3.1. Modifications in national legislation

20. In the last few years, the issue of systems of parliamentary immunities has been debated in the parliaments of several member States and sometimes led to amendments to national legislation or the national constitution. The debate is continuing in some of these countries and sometimes even features prominently in the news.
21. In Austria, an intensive debate was held over the past year on the abolition of Article 57.3 of the Federal Constitutional Law which entitled the parliament to decide whether a connection existed between the alleged offence and parliamentary duties. In the end, the wording of the article was retained, but two exceptions to the immunity – calumny and offences punishable under the Information Acts – were removed from the scope of the immunity.
22. In Bulgaria, the institute of parliamentary immunity has not been amended since 2006, when the opportunity for MPs to give written consent for the removal of their immunity was provided.
23. In Cyprus, in March 2016, an amendment was tabled to the relevant constitutional provision with the aim of defining more accurately and restrictively the scope of parliamentary immunity so as to protect members of parliament from criminal and civil liability only in relation to the exercise of their parliamentary functions, and more specifically for votes or opinions expressed. For other offences unrelated to parliamentary duties, members would be subjected to the same proceedings as ordinary citizens. The amendment is still under consideration.
24. In Georgia, following the amendment to the Rules of Procedure of the Parliament adopted in 2012, a proposal to carry out investigations against a member of parliament shall be sent to the parliament by the Prosecutor General and not the Minister of Justice as had been the case earlier. Moreover, in 2014, an amendment to the Code of Criminal Procedure was passed deleting the provision making the institution of criminal proceedings against an MP conditional on the prior authorisation of parliament.

#####

Tasks to complete ::
**A)** In the parliamentary immunity excerpt, since what year has parliamentary immunity in Bulgaria gone unamended?
**B)** Copy word for word the passage of the parliamentary immunity excerpt that begins at the words "20. In the last" and stops after "in the news.".
**C)** Using the parliamentary immunity excerpt, explain why an amendment to the constitutional provision on parliamentary immunity was tabled in Cyprus in March 2016.
Rely solely on the parliamentary immunity excerpt.

(Location identification material)

#####

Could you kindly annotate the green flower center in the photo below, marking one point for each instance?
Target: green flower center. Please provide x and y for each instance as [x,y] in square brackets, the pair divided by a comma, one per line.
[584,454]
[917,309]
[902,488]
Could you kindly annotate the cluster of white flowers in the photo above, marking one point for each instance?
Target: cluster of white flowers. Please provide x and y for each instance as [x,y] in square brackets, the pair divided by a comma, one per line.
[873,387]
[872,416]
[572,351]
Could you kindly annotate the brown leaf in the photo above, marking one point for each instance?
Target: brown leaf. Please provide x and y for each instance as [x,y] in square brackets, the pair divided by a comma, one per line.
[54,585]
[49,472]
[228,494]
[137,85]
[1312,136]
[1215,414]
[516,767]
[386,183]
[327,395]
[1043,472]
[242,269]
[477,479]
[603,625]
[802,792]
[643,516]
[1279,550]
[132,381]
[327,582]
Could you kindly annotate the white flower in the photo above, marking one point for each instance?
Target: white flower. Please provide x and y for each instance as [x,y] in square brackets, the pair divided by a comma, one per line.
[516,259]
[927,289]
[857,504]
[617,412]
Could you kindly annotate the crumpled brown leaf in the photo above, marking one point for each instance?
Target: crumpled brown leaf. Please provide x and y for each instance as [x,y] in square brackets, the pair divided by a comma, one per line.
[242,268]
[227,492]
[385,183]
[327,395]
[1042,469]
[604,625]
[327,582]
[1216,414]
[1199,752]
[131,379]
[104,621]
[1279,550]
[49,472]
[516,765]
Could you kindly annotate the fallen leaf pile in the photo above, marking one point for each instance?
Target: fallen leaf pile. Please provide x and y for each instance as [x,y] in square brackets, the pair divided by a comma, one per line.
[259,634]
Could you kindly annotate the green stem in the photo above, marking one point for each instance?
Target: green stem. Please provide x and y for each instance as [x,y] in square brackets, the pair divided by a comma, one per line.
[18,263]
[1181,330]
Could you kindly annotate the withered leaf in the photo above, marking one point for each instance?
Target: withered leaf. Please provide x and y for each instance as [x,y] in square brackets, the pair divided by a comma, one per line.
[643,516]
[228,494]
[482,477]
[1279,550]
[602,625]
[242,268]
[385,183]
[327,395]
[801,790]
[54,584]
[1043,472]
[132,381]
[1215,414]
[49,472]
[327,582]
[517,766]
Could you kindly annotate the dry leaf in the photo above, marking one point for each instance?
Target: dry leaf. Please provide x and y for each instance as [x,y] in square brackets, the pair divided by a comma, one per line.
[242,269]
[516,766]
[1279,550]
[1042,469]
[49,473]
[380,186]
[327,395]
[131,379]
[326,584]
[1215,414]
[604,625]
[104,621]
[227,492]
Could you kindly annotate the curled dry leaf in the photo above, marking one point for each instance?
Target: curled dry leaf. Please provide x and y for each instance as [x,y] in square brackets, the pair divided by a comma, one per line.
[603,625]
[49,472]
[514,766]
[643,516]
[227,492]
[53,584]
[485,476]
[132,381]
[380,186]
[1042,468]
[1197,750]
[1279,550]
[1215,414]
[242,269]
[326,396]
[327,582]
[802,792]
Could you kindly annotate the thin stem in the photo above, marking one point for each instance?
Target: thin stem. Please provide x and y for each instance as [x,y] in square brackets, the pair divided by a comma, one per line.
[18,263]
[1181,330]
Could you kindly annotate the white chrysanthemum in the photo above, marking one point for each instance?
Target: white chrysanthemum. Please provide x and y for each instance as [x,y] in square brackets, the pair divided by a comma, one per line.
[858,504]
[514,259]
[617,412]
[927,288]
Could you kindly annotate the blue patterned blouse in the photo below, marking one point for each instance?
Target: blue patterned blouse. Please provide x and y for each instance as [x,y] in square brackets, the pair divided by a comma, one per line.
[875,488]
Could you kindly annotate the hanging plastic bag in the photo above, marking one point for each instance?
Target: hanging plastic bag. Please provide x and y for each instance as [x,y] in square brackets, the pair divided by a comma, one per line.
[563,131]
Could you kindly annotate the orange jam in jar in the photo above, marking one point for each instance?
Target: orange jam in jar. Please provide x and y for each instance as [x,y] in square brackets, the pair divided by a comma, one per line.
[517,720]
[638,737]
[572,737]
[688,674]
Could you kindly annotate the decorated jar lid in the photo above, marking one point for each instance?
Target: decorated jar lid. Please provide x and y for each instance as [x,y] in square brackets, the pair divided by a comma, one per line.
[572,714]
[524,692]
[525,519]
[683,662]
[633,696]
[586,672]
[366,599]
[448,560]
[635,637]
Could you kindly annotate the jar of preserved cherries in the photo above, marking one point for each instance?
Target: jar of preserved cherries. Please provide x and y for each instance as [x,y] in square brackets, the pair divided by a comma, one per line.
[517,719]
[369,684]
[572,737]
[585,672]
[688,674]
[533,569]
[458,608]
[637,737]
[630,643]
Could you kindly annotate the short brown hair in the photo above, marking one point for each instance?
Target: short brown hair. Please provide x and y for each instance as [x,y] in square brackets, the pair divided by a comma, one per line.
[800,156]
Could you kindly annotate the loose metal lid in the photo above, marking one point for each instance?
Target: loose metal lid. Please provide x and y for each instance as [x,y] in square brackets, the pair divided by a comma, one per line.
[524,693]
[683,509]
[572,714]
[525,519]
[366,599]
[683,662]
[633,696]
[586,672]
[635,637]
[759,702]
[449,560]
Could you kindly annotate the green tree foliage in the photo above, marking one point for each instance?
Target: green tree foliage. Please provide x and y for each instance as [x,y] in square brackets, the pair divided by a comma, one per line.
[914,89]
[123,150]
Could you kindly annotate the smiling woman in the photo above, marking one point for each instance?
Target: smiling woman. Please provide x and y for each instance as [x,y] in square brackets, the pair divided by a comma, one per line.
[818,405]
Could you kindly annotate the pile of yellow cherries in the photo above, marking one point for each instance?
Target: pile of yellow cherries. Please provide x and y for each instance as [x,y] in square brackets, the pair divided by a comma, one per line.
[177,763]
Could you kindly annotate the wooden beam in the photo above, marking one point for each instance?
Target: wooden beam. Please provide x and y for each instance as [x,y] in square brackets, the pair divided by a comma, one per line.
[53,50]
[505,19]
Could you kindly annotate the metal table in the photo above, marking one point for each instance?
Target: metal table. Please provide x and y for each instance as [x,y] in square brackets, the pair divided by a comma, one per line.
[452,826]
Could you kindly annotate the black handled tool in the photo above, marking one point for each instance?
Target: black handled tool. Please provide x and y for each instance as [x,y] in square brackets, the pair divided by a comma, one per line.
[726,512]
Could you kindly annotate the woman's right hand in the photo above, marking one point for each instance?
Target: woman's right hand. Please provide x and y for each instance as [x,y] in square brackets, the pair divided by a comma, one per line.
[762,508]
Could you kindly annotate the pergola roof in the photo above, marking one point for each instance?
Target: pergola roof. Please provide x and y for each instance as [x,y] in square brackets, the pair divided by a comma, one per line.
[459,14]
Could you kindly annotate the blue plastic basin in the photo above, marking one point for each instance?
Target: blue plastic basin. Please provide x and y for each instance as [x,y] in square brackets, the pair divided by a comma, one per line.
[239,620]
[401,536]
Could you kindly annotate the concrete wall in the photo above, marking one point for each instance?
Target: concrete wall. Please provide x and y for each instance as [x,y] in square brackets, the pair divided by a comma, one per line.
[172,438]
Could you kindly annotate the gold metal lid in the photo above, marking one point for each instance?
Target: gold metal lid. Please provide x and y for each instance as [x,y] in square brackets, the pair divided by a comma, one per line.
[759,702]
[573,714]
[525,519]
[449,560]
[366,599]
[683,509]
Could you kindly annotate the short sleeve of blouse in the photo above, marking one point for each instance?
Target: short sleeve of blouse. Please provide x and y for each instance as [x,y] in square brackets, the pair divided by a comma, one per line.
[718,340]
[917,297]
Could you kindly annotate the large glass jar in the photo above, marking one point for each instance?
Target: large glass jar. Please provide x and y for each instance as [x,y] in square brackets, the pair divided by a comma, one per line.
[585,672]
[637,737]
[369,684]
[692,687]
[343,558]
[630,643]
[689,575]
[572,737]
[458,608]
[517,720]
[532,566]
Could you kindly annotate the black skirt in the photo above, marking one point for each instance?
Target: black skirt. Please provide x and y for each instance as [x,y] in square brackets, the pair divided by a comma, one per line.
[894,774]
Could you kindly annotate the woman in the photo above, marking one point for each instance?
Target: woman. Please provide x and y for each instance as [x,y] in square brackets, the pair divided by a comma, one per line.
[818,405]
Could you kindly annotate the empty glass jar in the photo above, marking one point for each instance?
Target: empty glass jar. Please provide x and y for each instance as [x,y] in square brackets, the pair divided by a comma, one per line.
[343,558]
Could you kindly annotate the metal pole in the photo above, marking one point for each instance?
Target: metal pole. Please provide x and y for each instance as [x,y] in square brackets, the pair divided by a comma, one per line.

#####

Replies ::
**A)** Since 2006.

**B)**
20. In the last few years, the issue of systems of parliamentary immunities has been debated in the parliaments of several member States and sometimes led to amendments to national legislation or the national constitution. The debate is continuing in some of these countries and sometimes even features prominently in the news.

**C)** The amendment aimed to define the scope of parliamentary immunity more accurately and restrictively. Members of parliament would be protected from criminal and civil liability only when exercising their parliamentary functions, specifically for votes or opinions expressed. For offences unrelated to parliamentary duties, they would face the same proceedings as ordinary citizens.